Start of Dataset entries

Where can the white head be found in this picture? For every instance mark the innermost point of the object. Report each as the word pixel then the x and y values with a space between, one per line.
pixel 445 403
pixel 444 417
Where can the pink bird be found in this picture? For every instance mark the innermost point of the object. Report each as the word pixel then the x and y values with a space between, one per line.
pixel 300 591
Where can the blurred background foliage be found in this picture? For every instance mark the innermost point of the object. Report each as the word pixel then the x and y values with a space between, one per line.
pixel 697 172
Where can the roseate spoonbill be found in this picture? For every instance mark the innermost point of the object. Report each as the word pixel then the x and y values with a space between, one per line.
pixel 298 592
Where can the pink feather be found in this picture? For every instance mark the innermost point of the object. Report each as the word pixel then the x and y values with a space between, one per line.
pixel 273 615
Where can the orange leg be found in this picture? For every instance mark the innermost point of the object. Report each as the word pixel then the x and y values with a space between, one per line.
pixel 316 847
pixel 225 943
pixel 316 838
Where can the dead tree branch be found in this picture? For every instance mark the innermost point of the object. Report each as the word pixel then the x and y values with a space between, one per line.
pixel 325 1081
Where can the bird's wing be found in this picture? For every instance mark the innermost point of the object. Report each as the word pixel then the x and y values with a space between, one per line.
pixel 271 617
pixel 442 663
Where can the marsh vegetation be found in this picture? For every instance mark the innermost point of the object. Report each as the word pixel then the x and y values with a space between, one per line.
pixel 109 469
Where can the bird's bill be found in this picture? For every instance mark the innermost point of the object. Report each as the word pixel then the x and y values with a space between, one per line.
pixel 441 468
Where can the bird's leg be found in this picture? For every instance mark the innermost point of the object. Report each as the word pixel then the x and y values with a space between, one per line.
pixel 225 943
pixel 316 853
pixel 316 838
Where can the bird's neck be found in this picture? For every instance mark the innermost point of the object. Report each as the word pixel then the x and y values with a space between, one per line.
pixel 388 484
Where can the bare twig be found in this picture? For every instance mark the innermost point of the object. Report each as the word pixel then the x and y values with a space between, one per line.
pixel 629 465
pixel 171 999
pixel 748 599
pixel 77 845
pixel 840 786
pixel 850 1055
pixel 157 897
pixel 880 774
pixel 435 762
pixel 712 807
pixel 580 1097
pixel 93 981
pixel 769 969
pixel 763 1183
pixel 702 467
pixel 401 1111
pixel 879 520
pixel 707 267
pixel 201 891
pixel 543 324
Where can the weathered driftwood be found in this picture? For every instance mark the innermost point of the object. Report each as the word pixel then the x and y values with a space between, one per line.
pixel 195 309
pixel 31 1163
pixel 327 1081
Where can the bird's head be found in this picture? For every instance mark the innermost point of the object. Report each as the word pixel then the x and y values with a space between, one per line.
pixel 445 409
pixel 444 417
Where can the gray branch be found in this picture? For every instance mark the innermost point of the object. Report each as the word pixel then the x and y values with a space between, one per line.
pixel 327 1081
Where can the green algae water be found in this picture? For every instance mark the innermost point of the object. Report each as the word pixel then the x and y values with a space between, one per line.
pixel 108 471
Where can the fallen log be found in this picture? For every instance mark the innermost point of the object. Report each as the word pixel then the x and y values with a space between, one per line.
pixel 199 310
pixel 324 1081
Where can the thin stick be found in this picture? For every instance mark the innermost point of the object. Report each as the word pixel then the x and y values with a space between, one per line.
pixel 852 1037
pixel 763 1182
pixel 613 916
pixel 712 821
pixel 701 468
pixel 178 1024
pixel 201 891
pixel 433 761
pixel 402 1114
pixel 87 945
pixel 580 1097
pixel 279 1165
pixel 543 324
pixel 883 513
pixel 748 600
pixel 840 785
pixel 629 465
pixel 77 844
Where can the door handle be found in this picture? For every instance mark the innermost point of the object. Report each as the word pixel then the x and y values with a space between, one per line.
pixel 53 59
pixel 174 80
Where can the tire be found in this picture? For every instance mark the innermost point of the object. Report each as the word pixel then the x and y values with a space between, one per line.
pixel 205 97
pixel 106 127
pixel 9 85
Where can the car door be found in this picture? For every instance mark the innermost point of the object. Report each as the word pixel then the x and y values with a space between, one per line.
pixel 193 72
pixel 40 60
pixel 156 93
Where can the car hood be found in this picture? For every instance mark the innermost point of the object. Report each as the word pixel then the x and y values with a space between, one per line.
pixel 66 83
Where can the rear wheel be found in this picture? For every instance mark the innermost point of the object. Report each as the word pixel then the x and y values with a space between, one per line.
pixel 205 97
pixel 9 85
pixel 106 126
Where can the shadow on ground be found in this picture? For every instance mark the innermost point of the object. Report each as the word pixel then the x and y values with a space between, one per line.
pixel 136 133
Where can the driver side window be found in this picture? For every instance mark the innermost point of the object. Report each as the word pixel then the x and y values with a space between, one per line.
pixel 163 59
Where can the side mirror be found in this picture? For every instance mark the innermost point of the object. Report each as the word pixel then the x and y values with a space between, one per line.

End of Dataset entries

> **What is expected**: Send back each record exactly as it stands.

> **Solution to the problem**:
Where can the white head be found in this picture? For every instance mark the innermost point of the object. Report each as the word pixel then the x and y values with a space between, one per line.
pixel 445 403
pixel 444 417
Where can the pink bird be found in this picture? For every instance mark the innermost point of the object. Report each as the word pixel then the x and y values with a space between, one per line.
pixel 300 591
Where can the blurred background foliage be found in this picture? For every instance mark the innermost point of the object. Report each as the word pixel then the x and y values with a space between, one per line.
pixel 697 172
Where can the roseate spoonbill be found in this picture? For every instance mark the innermost point of the object. Report each as the word pixel then the x and y values with a space between, one per line.
pixel 298 592
Where can the pink feather be found in this picture? For every instance mark the innermost point of the object. Report each as the word pixel then the x and y values with a space between, one per line.
pixel 273 615
Where can the orange leg be found in this picture? For every instance mark the innermost point of the object. Report each as the word pixel then the x and y values with a space between, one per line.
pixel 316 847
pixel 225 943
pixel 316 838
Where can the dead tree branch be found in this picture? For every instance mark the innermost point of the object. Report each as the word pixel then the x and y values with a space between, one per line.
pixel 325 1081
Where can the bird's wing be found in this picture? For every instance mark the innermost point of the object. Report each as the word pixel then the x and y values with a space between, one per line.
pixel 271 617
pixel 442 663
Where can the marsh vegetation be found in this picture? For every instance mark the innermost point of the object. Report each as the word pixel then the x and y values with a space between, one per line.
pixel 109 469
Where can the bird's bill be found in this picture? For every instance mark the innermost point of the object. Report each as the word pixel then the x and y values with a space between, one per line.
pixel 441 468
Where can the bird's leg be found in this picture? For every instance mark the innermost point of the object. Report each as the word pixel then the x and y values with a space between, one per line.
pixel 225 943
pixel 316 853
pixel 316 838
Where can the bird's neck be found in this picture? For every instance mark the innermost point of the object. Report each as the word pixel then the x and y values with a space between, one per line.
pixel 388 484
Where can the bare twig be found in this picture? For every instance mark the innermost point of the object. Report each as the word pixel then the x and y values with a space between, one per line.
pixel 629 465
pixel 171 999
pixel 748 599
pixel 77 845
pixel 840 786
pixel 850 1055
pixel 157 897
pixel 880 774
pixel 435 762
pixel 712 807
pixel 580 1097
pixel 93 981
pixel 769 969
pixel 763 1183
pixel 702 467
pixel 401 1111
pixel 879 520
pixel 707 267
pixel 201 891
pixel 543 324
Where can the weathered driftwood be found in this picture? For every instance mark the innermost point of the object. Report each as the word pixel then the x and y values with a space between, one per line.
pixel 195 309
pixel 31 1163
pixel 327 1081
Where can the bird's head be found in this picture? For every instance mark the innermost point of the object. Report each as the word pixel then the x and y values with a space between, one per line.
pixel 445 409
pixel 444 417
Where can the gray branch be found in this picture? For every instance mark the innermost point of the object. Report each as the word pixel then the x and y values with a space between, one per line.
pixel 327 1081
Where can the green algae water be found in this picture? For every instance mark the innermost point of the object. Report each as the word pixel then the x and y values with a space between, one per line.
pixel 108 471
Where can the fallen log be found in this picture? For every instance mark the innermost point of the object. Report each as the word pixel then the x and y values with a space between, one per line.
pixel 199 310
pixel 324 1081
Where can the thin stick be found in this picture? For every instance mark the innermost point of the object. Report each as the word pixel then the x and y values with a space between, one per line.
pixel 852 1037
pixel 763 1182
pixel 613 916
pixel 712 821
pixel 701 468
pixel 178 1024
pixel 201 891
pixel 433 761
pixel 402 1114
pixel 87 945
pixel 580 1097
pixel 279 1165
pixel 543 324
pixel 883 513
pixel 748 600
pixel 840 785
pixel 629 465
pixel 77 844
Where can the door handle be found in this picture? For every instance mark the innermost point of the object. Report each as the word pixel then the x and y values with a space between, one per line.
pixel 53 59
pixel 174 80
Where can the tire be found in this picture? For every instance mark the innermost point of the object. Report each as the word pixel then the x and y values with a space between, one per line.
pixel 205 97
pixel 106 127
pixel 9 85
Where can the car door be found in this picture? For every instance mark the innermost point of the object. Report each as the word pixel then the x and y values with a space between, one per line.
pixel 193 72
pixel 40 60
pixel 156 93
Where can the car hood be found in this picture? For every instance mark the innermost point of the object. Report each as the word pixel then the x and y values with a space between, one per line.
pixel 66 83
Where can the rear wheel be found in this picture? For every instance mark the innermost point of the object. Report each as the word pixel then the x and y values with a space between, one per line.
pixel 205 97
pixel 9 85
pixel 106 126
Where can the shadow on ground be found in this picture? For every instance mark the innermost point of the object. Report each as the word pixel then the x and y values with a space between, one per line.
pixel 136 133
Where can the driver side window be found in this picture? For every instance mark the innermost point of the object. Report each as the word pixel then the x and y values with a space between, one per line.
pixel 163 59
Where can the side mirror be found in this picture? For every instance mark the innermost point of the object. Report each as the word pixel then the x and y values with a space between, one per line.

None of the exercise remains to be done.